(Saved data entries)
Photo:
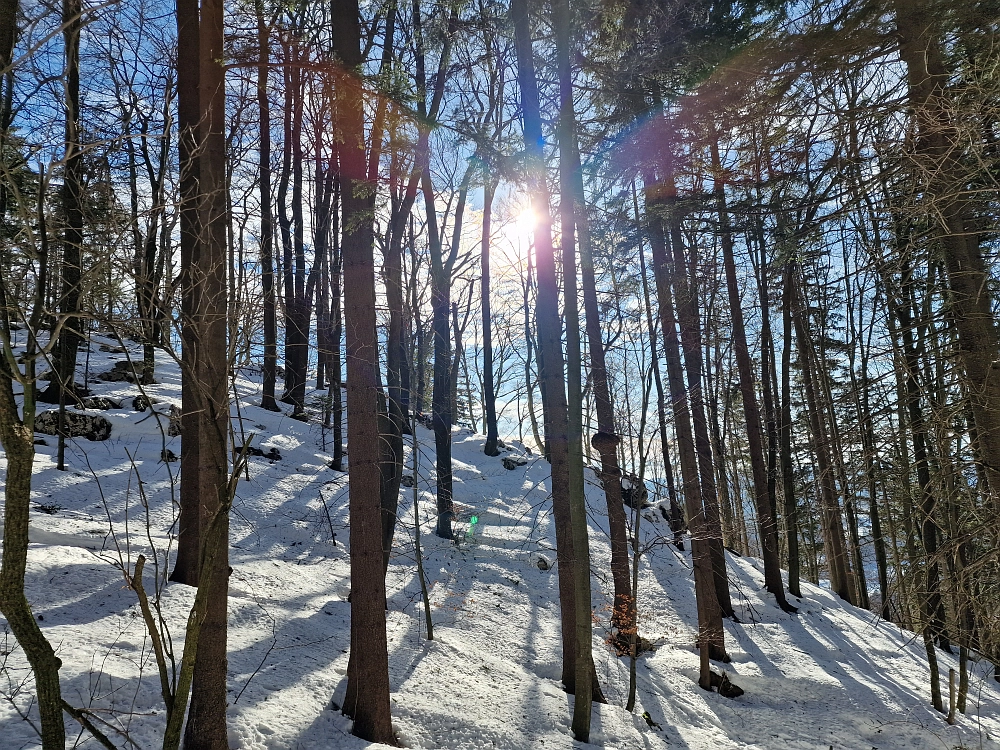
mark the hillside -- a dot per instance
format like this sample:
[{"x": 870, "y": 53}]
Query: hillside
[{"x": 832, "y": 676}]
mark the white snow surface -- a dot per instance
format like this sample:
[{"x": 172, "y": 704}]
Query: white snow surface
[{"x": 832, "y": 676}]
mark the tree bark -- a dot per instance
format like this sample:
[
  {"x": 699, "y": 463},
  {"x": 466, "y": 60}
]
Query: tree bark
[
  {"x": 766, "y": 523},
  {"x": 937, "y": 153},
  {"x": 491, "y": 448},
  {"x": 570, "y": 522},
  {"x": 367, "y": 698},
  {"x": 711, "y": 635},
  {"x": 206, "y": 723},
  {"x": 266, "y": 217}
]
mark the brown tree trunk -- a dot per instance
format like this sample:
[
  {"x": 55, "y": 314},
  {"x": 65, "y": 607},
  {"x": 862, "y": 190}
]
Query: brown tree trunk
[
  {"x": 937, "y": 151},
  {"x": 688, "y": 318},
  {"x": 187, "y": 563},
  {"x": 17, "y": 439},
  {"x": 833, "y": 525},
  {"x": 767, "y": 525},
  {"x": 574, "y": 562},
  {"x": 491, "y": 448},
  {"x": 206, "y": 722},
  {"x": 266, "y": 218},
  {"x": 367, "y": 698},
  {"x": 711, "y": 635},
  {"x": 785, "y": 436}
]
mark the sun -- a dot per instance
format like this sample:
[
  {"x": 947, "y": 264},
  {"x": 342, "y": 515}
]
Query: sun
[{"x": 516, "y": 235}]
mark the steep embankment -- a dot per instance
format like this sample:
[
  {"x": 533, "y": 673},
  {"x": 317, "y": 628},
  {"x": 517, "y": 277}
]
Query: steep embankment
[{"x": 831, "y": 676}]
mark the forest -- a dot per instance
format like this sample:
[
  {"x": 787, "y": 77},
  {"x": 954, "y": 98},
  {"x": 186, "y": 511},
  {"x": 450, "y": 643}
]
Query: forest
[{"x": 736, "y": 263}]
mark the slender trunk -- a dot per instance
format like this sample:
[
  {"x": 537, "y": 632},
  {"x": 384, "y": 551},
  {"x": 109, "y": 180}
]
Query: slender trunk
[
  {"x": 206, "y": 722},
  {"x": 17, "y": 439},
  {"x": 834, "y": 542},
  {"x": 62, "y": 389},
  {"x": 337, "y": 335},
  {"x": 767, "y": 525},
  {"x": 572, "y": 216},
  {"x": 688, "y": 317},
  {"x": 266, "y": 219},
  {"x": 711, "y": 635},
  {"x": 937, "y": 151},
  {"x": 573, "y": 557},
  {"x": 675, "y": 514},
  {"x": 187, "y": 563},
  {"x": 785, "y": 436},
  {"x": 489, "y": 389}
]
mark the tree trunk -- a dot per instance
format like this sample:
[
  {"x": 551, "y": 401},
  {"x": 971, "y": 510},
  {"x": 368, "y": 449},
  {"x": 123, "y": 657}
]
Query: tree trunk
[
  {"x": 570, "y": 522},
  {"x": 766, "y": 523},
  {"x": 367, "y": 699},
  {"x": 937, "y": 151},
  {"x": 206, "y": 723},
  {"x": 187, "y": 563},
  {"x": 62, "y": 389},
  {"x": 266, "y": 218},
  {"x": 688, "y": 317},
  {"x": 785, "y": 436},
  {"x": 17, "y": 439},
  {"x": 489, "y": 389},
  {"x": 834, "y": 542}
]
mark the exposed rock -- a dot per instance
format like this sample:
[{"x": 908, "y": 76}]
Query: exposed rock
[
  {"x": 271, "y": 455},
  {"x": 634, "y": 492},
  {"x": 101, "y": 403},
  {"x": 174, "y": 428},
  {"x": 512, "y": 462},
  {"x": 725, "y": 687},
  {"x": 143, "y": 402},
  {"x": 75, "y": 424},
  {"x": 120, "y": 373}
]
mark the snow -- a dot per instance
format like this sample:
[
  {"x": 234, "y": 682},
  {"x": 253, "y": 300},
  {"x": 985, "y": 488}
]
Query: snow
[{"x": 832, "y": 676}]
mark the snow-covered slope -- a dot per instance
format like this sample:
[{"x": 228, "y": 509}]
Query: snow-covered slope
[{"x": 831, "y": 676}]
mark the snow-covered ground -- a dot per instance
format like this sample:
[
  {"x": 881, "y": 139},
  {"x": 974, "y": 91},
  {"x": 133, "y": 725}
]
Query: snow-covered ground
[{"x": 830, "y": 677}]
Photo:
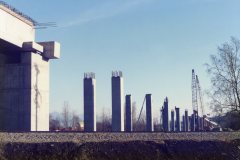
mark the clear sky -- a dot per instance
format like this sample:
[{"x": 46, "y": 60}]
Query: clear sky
[{"x": 155, "y": 43}]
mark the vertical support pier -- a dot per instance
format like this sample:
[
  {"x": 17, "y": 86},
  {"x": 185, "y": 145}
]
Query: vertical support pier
[
  {"x": 128, "y": 113},
  {"x": 149, "y": 122},
  {"x": 117, "y": 102},
  {"x": 89, "y": 102}
]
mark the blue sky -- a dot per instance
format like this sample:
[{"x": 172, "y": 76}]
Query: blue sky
[{"x": 155, "y": 43}]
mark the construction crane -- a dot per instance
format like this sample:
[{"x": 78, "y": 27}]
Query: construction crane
[
  {"x": 195, "y": 116},
  {"x": 194, "y": 92}
]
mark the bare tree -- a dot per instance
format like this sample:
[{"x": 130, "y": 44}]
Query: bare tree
[
  {"x": 225, "y": 77},
  {"x": 66, "y": 115}
]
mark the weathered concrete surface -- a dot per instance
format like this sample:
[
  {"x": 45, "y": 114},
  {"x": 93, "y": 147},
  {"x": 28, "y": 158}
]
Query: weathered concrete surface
[
  {"x": 89, "y": 104},
  {"x": 14, "y": 28},
  {"x": 80, "y": 137},
  {"x": 117, "y": 103},
  {"x": 24, "y": 73}
]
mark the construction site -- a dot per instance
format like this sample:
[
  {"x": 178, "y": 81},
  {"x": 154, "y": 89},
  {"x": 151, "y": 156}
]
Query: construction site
[{"x": 24, "y": 110}]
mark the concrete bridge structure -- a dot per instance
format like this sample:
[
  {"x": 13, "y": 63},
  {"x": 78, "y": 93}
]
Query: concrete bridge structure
[{"x": 24, "y": 73}]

** OBJECTIVE **
Rewrite all of the lines above, replacing "a dot per instance" with "one point for each instance" wherever it occurs and leaving everything else as it is. Omit the pictures from your answer.

** WORKED SOLUTION **
Photo:
mark the hillside -- one point for each instance
format like this sample:
[{"x": 870, "y": 53}]
Query: hillside
[{"x": 832, "y": 676}]
mark the white snow surface -- one point for each instance
format like this sample:
[{"x": 172, "y": 704}]
Query: white snow surface
[{"x": 832, "y": 676}]
mark the tree bark -- one point for each instance
format like this sample:
[
  {"x": 699, "y": 463},
  {"x": 466, "y": 60}
]
Query: tree bark
[
  {"x": 766, "y": 523},
  {"x": 937, "y": 153},
  {"x": 491, "y": 448},
  {"x": 570, "y": 522},
  {"x": 367, "y": 698},
  {"x": 711, "y": 635},
  {"x": 206, "y": 723},
  {"x": 266, "y": 217}
]
mark the brown tree trunk -- one point for each instance
format like this sample:
[
  {"x": 55, "y": 314},
  {"x": 65, "y": 607},
  {"x": 862, "y": 190}
]
Query: brown tree trunk
[
  {"x": 937, "y": 151},
  {"x": 688, "y": 318},
  {"x": 187, "y": 563},
  {"x": 17, "y": 439},
  {"x": 833, "y": 525},
  {"x": 767, "y": 525},
  {"x": 574, "y": 562},
  {"x": 491, "y": 448},
  {"x": 206, "y": 722},
  {"x": 266, "y": 218},
  {"x": 367, "y": 698},
  {"x": 711, "y": 635},
  {"x": 785, "y": 436}
]
mark the sun -- one point for each instance
format like this sample:
[
  {"x": 947, "y": 264},
  {"x": 342, "y": 515}
]
Query: sun
[{"x": 516, "y": 235}]
mark the steep embankment -- one point for each instance
format like this sample:
[
  {"x": 533, "y": 673},
  {"x": 317, "y": 628},
  {"x": 517, "y": 277}
]
Query: steep embankment
[{"x": 831, "y": 676}]
mark the forest -- one point for each instance
format like this sample:
[
  {"x": 787, "y": 77},
  {"x": 954, "y": 98},
  {"x": 186, "y": 511},
  {"x": 450, "y": 643}
]
Query: forest
[{"x": 736, "y": 263}]
mark the slender trunk -- one point for each instance
format like this sample:
[
  {"x": 537, "y": 632},
  {"x": 384, "y": 551},
  {"x": 109, "y": 180}
]
Query: slender trunk
[
  {"x": 206, "y": 722},
  {"x": 17, "y": 439},
  {"x": 834, "y": 542},
  {"x": 62, "y": 389},
  {"x": 337, "y": 335},
  {"x": 767, "y": 525},
  {"x": 572, "y": 216},
  {"x": 688, "y": 317},
  {"x": 266, "y": 219},
  {"x": 711, "y": 635},
  {"x": 937, "y": 151},
  {"x": 573, "y": 557},
  {"x": 675, "y": 514},
  {"x": 187, "y": 563},
  {"x": 785, "y": 436},
  {"x": 489, "y": 389}
]
mark the tree trunk -- one point for each instance
format like this sample:
[
  {"x": 551, "y": 401},
  {"x": 971, "y": 510},
  {"x": 368, "y": 449},
  {"x": 123, "y": 657}
]
Query: tree trunk
[
  {"x": 570, "y": 522},
  {"x": 766, "y": 523},
  {"x": 367, "y": 699},
  {"x": 937, "y": 151},
  {"x": 206, "y": 723},
  {"x": 187, "y": 563},
  {"x": 62, "y": 389},
  {"x": 266, "y": 218},
  {"x": 688, "y": 317},
  {"x": 785, "y": 436},
  {"x": 17, "y": 439},
  {"x": 489, "y": 389},
  {"x": 834, "y": 542}
]
mark the exposed rock -- one point for each instance
format like this sample:
[{"x": 908, "y": 76}]
Query: exposed rock
[
  {"x": 271, "y": 455},
  {"x": 634, "y": 492},
  {"x": 101, "y": 403},
  {"x": 174, "y": 428},
  {"x": 512, "y": 462},
  {"x": 725, "y": 687},
  {"x": 143, "y": 402},
  {"x": 75, "y": 424},
  {"x": 120, "y": 373}
]
mark the snow -- one point for each instance
format like this sample:
[
  {"x": 234, "y": 682},
  {"x": 253, "y": 300},
  {"x": 985, "y": 488}
]
Query: snow
[{"x": 832, "y": 676}]
mark the snow-covered slope -- one point for each instance
format like this sample:
[{"x": 228, "y": 509}]
Query: snow-covered slope
[{"x": 831, "y": 676}]
mark the snow-covered ground -- one point for each instance
format like this sample:
[
  {"x": 881, "y": 139},
  {"x": 974, "y": 91},
  {"x": 133, "y": 725}
]
Query: snow-covered ground
[{"x": 830, "y": 677}]
Photo:
mark the clear sky -- one point for each instance
format like this sample:
[{"x": 46, "y": 60}]
Query: clear sky
[{"x": 155, "y": 43}]
mark the vertical support pier -- one point for each instance
format like this sample:
[
  {"x": 17, "y": 86},
  {"x": 185, "y": 145}
]
Query: vertical support pier
[
  {"x": 128, "y": 113},
  {"x": 149, "y": 122},
  {"x": 117, "y": 102},
  {"x": 89, "y": 102}
]
mark the blue sky -- one point for each instance
format like this sample:
[{"x": 172, "y": 76}]
Query: blue sky
[{"x": 155, "y": 43}]
mark the construction crane -- one point for each instance
format like this sample:
[{"x": 78, "y": 27}]
Query: construction crane
[
  {"x": 195, "y": 116},
  {"x": 194, "y": 92}
]
mark the bare tree -- one point for each instance
format like this sample:
[{"x": 130, "y": 44}]
Query: bare tree
[
  {"x": 225, "y": 77},
  {"x": 66, "y": 115}
]
mark the weathered concrete surface -- one point for each instance
format like this sample:
[
  {"x": 45, "y": 114},
  {"x": 93, "y": 147},
  {"x": 28, "y": 158}
]
Query: weathered concrete surface
[
  {"x": 89, "y": 104},
  {"x": 14, "y": 28},
  {"x": 80, "y": 137},
  {"x": 117, "y": 103},
  {"x": 24, "y": 73}
]
mark the construction site -- one point for each instance
format like this sample:
[
  {"x": 178, "y": 81},
  {"x": 154, "y": 89},
  {"x": 151, "y": 156}
]
Query: construction site
[{"x": 24, "y": 110}]
mark the concrete bridge structure -- one point for each instance
format like this sample:
[
  {"x": 13, "y": 63},
  {"x": 78, "y": 93}
]
Query: concrete bridge structure
[{"x": 24, "y": 73}]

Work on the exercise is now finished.